Data items
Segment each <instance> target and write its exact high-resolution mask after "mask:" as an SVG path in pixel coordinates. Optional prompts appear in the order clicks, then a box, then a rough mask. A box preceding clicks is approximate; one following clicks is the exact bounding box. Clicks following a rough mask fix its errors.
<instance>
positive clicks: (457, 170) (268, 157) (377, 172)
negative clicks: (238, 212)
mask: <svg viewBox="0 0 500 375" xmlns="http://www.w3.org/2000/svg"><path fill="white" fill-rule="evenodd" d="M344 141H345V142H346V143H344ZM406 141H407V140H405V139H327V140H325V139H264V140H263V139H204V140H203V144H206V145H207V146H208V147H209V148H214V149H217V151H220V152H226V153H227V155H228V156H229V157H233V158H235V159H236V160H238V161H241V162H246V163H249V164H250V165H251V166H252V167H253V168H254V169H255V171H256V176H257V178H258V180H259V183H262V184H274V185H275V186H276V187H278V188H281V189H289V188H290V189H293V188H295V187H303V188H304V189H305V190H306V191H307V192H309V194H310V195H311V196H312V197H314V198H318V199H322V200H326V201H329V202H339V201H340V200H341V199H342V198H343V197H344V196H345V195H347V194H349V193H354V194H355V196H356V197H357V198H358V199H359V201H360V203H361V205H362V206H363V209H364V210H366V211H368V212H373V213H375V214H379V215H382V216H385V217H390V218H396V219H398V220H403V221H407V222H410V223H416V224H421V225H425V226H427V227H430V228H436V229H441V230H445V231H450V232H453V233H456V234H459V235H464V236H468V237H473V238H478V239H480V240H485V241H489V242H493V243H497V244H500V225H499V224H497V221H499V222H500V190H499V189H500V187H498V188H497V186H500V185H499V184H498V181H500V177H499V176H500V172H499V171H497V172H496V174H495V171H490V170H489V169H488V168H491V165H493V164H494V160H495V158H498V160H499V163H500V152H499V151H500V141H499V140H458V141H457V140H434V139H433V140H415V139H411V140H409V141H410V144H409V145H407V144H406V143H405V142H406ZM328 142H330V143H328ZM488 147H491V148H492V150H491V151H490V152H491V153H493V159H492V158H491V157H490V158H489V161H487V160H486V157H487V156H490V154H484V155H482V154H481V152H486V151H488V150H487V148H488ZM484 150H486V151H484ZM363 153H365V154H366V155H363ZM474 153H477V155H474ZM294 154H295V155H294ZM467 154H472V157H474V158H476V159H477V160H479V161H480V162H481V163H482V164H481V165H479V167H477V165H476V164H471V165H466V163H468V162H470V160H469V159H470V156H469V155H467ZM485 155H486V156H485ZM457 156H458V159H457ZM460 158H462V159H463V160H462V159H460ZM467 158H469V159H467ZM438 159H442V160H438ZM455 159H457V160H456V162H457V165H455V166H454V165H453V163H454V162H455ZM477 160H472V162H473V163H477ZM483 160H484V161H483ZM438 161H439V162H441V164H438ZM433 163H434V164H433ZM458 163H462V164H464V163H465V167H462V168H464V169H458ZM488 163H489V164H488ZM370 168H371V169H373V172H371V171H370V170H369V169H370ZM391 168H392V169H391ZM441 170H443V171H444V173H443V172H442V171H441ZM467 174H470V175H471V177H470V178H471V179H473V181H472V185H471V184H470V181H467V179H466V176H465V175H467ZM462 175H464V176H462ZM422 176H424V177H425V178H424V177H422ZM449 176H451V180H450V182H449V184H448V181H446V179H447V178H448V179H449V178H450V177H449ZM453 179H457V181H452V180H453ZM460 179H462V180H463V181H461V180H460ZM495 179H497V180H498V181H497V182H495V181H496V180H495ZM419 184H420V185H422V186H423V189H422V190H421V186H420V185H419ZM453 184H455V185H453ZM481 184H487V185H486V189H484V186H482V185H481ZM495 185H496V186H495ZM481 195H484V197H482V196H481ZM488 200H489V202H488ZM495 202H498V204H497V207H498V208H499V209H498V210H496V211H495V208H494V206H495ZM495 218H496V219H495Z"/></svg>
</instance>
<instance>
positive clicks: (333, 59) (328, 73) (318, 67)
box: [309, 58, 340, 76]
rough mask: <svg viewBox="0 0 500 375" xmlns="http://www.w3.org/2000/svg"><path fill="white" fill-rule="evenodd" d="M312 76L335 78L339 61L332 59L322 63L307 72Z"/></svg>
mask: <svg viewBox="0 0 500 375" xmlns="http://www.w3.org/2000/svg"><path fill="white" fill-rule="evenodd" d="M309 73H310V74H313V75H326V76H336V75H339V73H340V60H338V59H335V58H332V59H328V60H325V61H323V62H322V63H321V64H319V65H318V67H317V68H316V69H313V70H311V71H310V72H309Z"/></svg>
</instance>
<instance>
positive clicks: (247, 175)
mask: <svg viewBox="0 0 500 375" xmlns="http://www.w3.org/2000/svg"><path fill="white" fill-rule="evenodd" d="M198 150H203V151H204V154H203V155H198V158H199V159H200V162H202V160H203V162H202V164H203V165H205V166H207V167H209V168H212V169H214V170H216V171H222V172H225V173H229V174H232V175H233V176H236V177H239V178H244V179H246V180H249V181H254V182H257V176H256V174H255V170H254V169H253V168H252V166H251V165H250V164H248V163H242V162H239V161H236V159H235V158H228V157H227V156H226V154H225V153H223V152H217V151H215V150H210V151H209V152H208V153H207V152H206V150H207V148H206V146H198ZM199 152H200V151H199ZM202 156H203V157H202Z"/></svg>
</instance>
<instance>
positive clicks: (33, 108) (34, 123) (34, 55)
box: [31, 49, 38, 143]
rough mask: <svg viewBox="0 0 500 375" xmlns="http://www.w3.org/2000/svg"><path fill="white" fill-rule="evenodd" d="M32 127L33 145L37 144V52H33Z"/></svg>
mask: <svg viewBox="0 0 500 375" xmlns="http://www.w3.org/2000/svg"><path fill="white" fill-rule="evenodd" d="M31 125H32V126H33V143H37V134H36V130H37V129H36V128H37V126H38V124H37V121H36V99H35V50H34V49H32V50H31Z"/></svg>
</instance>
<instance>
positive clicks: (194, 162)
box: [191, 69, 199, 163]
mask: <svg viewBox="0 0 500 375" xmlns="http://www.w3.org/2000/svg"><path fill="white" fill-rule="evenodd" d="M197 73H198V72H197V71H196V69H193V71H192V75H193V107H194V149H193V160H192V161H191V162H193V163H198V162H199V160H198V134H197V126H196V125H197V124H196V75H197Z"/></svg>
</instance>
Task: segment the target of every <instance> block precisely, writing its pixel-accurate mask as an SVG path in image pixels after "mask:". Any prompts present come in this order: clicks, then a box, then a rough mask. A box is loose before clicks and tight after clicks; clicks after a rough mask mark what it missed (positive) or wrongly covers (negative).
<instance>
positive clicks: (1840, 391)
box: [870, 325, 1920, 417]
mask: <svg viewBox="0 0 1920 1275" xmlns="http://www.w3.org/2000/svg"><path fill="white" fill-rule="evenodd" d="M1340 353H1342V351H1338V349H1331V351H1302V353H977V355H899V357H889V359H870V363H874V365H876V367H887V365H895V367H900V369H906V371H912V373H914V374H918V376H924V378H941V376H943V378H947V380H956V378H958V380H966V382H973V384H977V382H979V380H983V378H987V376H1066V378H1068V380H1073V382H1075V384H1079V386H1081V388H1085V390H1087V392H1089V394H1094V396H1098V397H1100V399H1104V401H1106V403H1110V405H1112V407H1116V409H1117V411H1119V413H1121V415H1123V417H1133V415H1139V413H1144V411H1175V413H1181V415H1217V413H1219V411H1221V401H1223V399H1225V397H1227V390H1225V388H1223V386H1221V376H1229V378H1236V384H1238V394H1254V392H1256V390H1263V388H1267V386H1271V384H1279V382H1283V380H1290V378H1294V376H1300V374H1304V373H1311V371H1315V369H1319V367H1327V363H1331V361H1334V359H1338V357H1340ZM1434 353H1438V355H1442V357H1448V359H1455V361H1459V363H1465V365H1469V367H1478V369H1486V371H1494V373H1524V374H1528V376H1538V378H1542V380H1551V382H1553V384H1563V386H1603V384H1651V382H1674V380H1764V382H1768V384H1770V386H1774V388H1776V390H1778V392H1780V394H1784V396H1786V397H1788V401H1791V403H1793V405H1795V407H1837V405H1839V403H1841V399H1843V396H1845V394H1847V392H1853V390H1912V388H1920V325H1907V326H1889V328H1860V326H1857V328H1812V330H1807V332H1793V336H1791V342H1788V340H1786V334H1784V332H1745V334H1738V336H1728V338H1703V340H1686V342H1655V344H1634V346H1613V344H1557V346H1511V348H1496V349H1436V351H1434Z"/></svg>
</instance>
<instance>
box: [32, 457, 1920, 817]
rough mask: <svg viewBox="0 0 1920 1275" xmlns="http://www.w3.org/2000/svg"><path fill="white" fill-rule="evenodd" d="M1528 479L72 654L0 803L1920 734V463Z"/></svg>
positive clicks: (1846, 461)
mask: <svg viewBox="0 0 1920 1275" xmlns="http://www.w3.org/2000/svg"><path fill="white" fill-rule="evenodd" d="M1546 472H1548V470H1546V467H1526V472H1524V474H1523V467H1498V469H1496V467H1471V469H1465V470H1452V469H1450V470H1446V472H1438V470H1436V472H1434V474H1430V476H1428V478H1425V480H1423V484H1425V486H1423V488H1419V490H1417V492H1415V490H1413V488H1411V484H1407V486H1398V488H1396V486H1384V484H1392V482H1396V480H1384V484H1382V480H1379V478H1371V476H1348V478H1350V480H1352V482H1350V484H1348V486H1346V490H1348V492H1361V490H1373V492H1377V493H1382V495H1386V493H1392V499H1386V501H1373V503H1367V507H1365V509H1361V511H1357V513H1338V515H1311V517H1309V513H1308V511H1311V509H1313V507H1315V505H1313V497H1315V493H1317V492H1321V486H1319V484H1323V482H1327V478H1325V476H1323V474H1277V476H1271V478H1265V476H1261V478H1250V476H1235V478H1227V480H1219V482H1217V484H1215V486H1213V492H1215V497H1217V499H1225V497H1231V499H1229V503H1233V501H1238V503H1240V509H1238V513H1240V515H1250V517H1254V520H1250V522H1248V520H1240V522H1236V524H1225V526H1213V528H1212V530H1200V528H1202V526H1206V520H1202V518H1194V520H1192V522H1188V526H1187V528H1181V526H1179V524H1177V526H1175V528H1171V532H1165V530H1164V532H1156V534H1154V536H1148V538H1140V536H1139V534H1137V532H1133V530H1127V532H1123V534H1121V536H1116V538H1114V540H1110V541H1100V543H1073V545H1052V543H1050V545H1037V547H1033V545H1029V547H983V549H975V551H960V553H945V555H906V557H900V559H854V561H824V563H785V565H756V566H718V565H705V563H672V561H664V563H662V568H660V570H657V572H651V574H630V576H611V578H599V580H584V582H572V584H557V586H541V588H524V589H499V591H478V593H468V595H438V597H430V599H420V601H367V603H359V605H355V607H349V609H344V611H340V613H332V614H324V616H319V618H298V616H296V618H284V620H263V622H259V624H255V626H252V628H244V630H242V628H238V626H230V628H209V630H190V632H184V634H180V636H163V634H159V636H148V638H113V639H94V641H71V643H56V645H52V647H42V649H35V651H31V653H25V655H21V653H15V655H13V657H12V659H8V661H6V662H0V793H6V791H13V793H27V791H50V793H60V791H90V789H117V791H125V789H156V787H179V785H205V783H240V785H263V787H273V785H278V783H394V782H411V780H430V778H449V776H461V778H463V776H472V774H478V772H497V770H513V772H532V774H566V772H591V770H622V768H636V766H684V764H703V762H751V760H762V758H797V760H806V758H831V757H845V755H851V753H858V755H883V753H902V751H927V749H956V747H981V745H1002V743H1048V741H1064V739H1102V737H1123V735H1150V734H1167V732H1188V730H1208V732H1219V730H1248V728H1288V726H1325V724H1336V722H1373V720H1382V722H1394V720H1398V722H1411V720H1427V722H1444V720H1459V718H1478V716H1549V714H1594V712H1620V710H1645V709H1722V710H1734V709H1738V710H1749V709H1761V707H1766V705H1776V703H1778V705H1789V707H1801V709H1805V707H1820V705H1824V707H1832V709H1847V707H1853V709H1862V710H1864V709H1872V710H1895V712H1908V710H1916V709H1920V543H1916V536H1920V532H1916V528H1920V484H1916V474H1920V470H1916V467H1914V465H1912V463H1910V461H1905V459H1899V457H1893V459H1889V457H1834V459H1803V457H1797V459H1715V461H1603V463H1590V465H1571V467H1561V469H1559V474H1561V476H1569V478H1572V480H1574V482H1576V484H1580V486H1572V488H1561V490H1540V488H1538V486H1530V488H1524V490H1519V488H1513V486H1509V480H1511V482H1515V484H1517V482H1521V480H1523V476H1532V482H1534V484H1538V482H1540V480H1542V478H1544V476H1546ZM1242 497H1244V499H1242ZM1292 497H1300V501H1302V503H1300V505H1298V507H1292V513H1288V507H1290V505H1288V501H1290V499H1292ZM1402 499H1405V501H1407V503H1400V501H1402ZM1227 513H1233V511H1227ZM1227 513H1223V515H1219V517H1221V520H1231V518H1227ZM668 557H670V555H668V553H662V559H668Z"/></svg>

*PROBLEM TO SOLVE*.
Answer with a single number: the count of lines in the records that contain "order".

*SOLVED PROBLEM*.
2